• _TASK BRIEF_:
Without including any images, repeat the data exactly.
Start PROVIDED INFORMATION
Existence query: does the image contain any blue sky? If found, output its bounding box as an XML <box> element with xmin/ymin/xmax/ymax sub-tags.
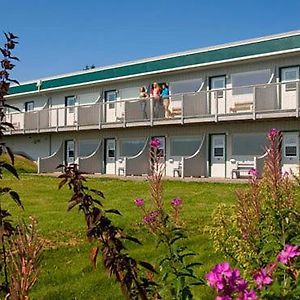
<box><xmin>0</xmin><ymin>0</ymin><xmax>300</xmax><ymax>81</ymax></box>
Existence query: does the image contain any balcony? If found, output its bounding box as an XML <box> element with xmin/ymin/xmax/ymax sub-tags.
<box><xmin>6</xmin><ymin>81</ymin><xmax>300</xmax><ymax>134</ymax></box>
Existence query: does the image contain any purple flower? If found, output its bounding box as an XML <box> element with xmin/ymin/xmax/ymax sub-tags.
<box><xmin>277</xmin><ymin>245</ymin><xmax>300</xmax><ymax>265</ymax></box>
<box><xmin>236</xmin><ymin>289</ymin><xmax>258</xmax><ymax>300</ymax></box>
<box><xmin>215</xmin><ymin>295</ymin><xmax>232</xmax><ymax>300</ymax></box>
<box><xmin>150</xmin><ymin>138</ymin><xmax>160</xmax><ymax>148</ymax></box>
<box><xmin>248</xmin><ymin>168</ymin><xmax>258</xmax><ymax>177</ymax></box>
<box><xmin>205</xmin><ymin>262</ymin><xmax>248</xmax><ymax>299</ymax></box>
<box><xmin>144</xmin><ymin>210</ymin><xmax>159</xmax><ymax>224</ymax></box>
<box><xmin>134</xmin><ymin>198</ymin><xmax>145</xmax><ymax>207</ymax></box>
<box><xmin>171</xmin><ymin>197</ymin><xmax>182</xmax><ymax>207</ymax></box>
<box><xmin>268</xmin><ymin>128</ymin><xmax>279</xmax><ymax>140</ymax></box>
<box><xmin>253</xmin><ymin>269</ymin><xmax>273</xmax><ymax>290</ymax></box>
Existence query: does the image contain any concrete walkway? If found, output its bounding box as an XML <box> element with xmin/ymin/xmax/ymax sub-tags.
<box><xmin>33</xmin><ymin>172</ymin><xmax>248</xmax><ymax>184</ymax></box>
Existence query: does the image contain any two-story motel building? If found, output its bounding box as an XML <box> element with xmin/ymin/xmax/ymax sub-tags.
<box><xmin>5</xmin><ymin>31</ymin><xmax>300</xmax><ymax>178</ymax></box>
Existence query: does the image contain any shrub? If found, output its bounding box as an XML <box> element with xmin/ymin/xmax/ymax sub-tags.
<box><xmin>209</xmin><ymin>128</ymin><xmax>300</xmax><ymax>295</ymax></box>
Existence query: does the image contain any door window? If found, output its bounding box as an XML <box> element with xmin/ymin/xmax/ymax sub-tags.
<box><xmin>281</xmin><ymin>67</ymin><xmax>299</xmax><ymax>91</ymax></box>
<box><xmin>283</xmin><ymin>134</ymin><xmax>298</xmax><ymax>157</ymax></box>
<box><xmin>104</xmin><ymin>90</ymin><xmax>117</xmax><ymax>108</ymax></box>
<box><xmin>213</xmin><ymin>136</ymin><xmax>225</xmax><ymax>158</ymax></box>
<box><xmin>65</xmin><ymin>96</ymin><xmax>76</xmax><ymax>113</ymax></box>
<box><xmin>65</xmin><ymin>140</ymin><xmax>75</xmax><ymax>163</ymax></box>
<box><xmin>25</xmin><ymin>101</ymin><xmax>34</xmax><ymax>112</ymax></box>
<box><xmin>210</xmin><ymin>76</ymin><xmax>226</xmax><ymax>98</ymax></box>
<box><xmin>106</xmin><ymin>140</ymin><xmax>116</xmax><ymax>158</ymax></box>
End PROVIDED INFORMATION
• _RESPONSE TO THE TASK_:
Existence query: does the image contain any blue sky? If found, output its bounding box as an XML <box> element with xmin/ymin/xmax/ymax sub-tags.
<box><xmin>0</xmin><ymin>0</ymin><xmax>300</xmax><ymax>81</ymax></box>
Existence query: does the image contain any balcony? If found, output its bounding box as an XML <box> element with xmin/ymin/xmax/ymax sub-tags.
<box><xmin>6</xmin><ymin>81</ymin><xmax>300</xmax><ymax>134</ymax></box>
Existence query: does the image contain any purple flower? If found, output its bounding box as an XML <box> element with xmin/ymin/xmax/ymax sub-tags.
<box><xmin>277</xmin><ymin>245</ymin><xmax>300</xmax><ymax>265</ymax></box>
<box><xmin>236</xmin><ymin>289</ymin><xmax>258</xmax><ymax>300</ymax></box>
<box><xmin>215</xmin><ymin>295</ymin><xmax>232</xmax><ymax>300</ymax></box>
<box><xmin>150</xmin><ymin>138</ymin><xmax>160</xmax><ymax>148</ymax></box>
<box><xmin>248</xmin><ymin>168</ymin><xmax>258</xmax><ymax>177</ymax></box>
<box><xmin>205</xmin><ymin>262</ymin><xmax>248</xmax><ymax>299</ymax></box>
<box><xmin>144</xmin><ymin>210</ymin><xmax>159</xmax><ymax>224</ymax></box>
<box><xmin>134</xmin><ymin>198</ymin><xmax>145</xmax><ymax>207</ymax></box>
<box><xmin>171</xmin><ymin>197</ymin><xmax>182</xmax><ymax>207</ymax></box>
<box><xmin>268</xmin><ymin>128</ymin><xmax>279</xmax><ymax>140</ymax></box>
<box><xmin>253</xmin><ymin>269</ymin><xmax>273</xmax><ymax>290</ymax></box>
Existence query: does the image contain any concrete walkway? If found, output its bounding box as an XML <box> element with xmin/ymin/xmax/ymax sub-tags.
<box><xmin>33</xmin><ymin>172</ymin><xmax>248</xmax><ymax>184</ymax></box>
Existence query: does the image contain any two-story motel building? If found, output its bounding box as an XML <box> element with xmin/ymin/xmax/ymax sub-tags.
<box><xmin>5</xmin><ymin>31</ymin><xmax>300</xmax><ymax>178</ymax></box>
Existence query: does the image contain any shrub? If found, output its bounding box as an XML <box> element with xmin/ymin/xmax/ymax sub-tags.
<box><xmin>209</xmin><ymin>128</ymin><xmax>300</xmax><ymax>295</ymax></box>
Existence query: does the image contain any door window? If found, output its bounding box as an XML <box> element with xmin/ymin/xmax/ymax sub-tags.
<box><xmin>281</xmin><ymin>67</ymin><xmax>299</xmax><ymax>91</ymax></box>
<box><xmin>283</xmin><ymin>134</ymin><xmax>298</xmax><ymax>157</ymax></box>
<box><xmin>104</xmin><ymin>90</ymin><xmax>117</xmax><ymax>108</ymax></box>
<box><xmin>213</xmin><ymin>136</ymin><xmax>225</xmax><ymax>158</ymax></box>
<box><xmin>65</xmin><ymin>96</ymin><xmax>76</xmax><ymax>113</ymax></box>
<box><xmin>65</xmin><ymin>140</ymin><xmax>75</xmax><ymax>163</ymax></box>
<box><xmin>25</xmin><ymin>101</ymin><xmax>34</xmax><ymax>112</ymax></box>
<box><xmin>210</xmin><ymin>76</ymin><xmax>226</xmax><ymax>98</ymax></box>
<box><xmin>106</xmin><ymin>140</ymin><xmax>116</xmax><ymax>158</ymax></box>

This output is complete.